Selected text =>
::::

The national tour swinging through Des Moines from June 12 to 17 is “a well-oiled machine,” says first assistant stage manager Melissa Chacon, 41, a Des Moines native and University of Iowa graduate who now lives in Brooklyn, N.Y.
“We've got so many actors - with 13 to 15 kids, adults and quick changes - it's controlled chaos” backstage, she says. “Everybody knows what needs to happen next and where to go. We're in a really nice routine now. We can put the understudies in seamlessly. ...
“You wouldn't know from watching us that anything was going on backstage,” she says by phone from a spring tour stop in Los Angeles. “That's part of the magic.”
She estimates between 80 and 90 people are in the touring entourage coming to her hometown, counting the children, adult actors, crew members, musicians, management, guardians and tutors for the young actors ages 10 to 16.
It takes a village to raise this story of a young boy who ditches his boxing lessons to secretly study ballet in the hardscrabble mining district in northern England. It's the mid-1980s, and all the union miners are embroiled in a strike, sending ripples of violence and high tension throughout the community and their home lives.
Based on the hit 2000 movie, the play features music by Elton John and swept up 10 Tony Awards in 2009. It opened in London in 2005, came to Broadway in 2008 and has been staged in Australia, Canada and Korea. Two Iowa City natives have played the title role: Alex Ko on Broadway from 2009 to 2011 and Marcus Pei in Chicago and Toronto from 2010 to 2011. Both have aged out of the role and won't be in Des Moines.

::::

Jobs =>
1/ How many Tony Awards did the play win in 2009, according to the article on the touring musical?
2/ In the entries, take the lines from the one containing "Could you please point out the pink flower" through the final line and write them out again with "image" substituted for "photograph", leaving everything else unchanged.

::::

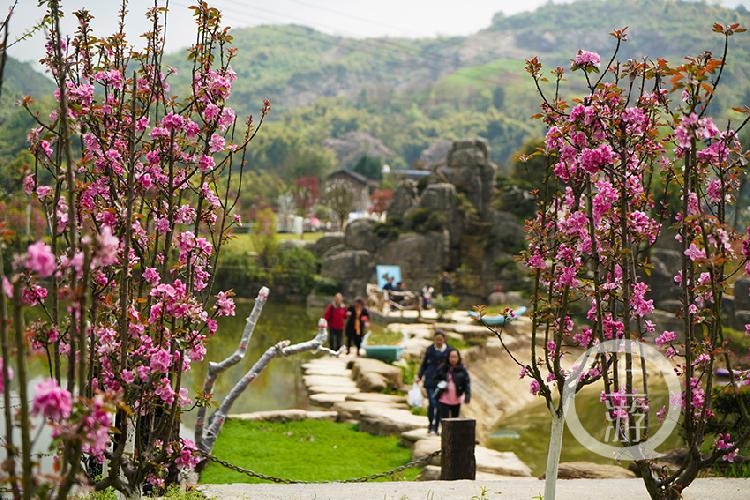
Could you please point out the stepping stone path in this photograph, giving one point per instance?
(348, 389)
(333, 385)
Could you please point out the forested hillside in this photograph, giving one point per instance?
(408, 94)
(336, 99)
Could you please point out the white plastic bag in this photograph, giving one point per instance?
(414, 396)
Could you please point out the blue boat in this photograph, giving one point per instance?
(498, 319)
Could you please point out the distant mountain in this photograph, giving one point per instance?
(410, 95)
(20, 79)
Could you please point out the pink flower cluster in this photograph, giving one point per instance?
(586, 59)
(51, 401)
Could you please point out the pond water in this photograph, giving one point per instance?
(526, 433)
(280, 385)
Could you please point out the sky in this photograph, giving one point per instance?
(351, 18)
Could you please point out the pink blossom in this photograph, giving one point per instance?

::::

Full solutions =>
1/ It won 10 Tony Awards.

2/
Could you please point out the pink flower cluster in this image, giving one point per instance?
(586, 59)
(51, 401)
Could you please point out the pond water in this image, giving one point per instance?
(526, 433)
(280, 385)
Could you please point out the sky in this image, giving one point per instance?
(351, 18)
Could you please point out the pink blossom in this image, giving one point per instance?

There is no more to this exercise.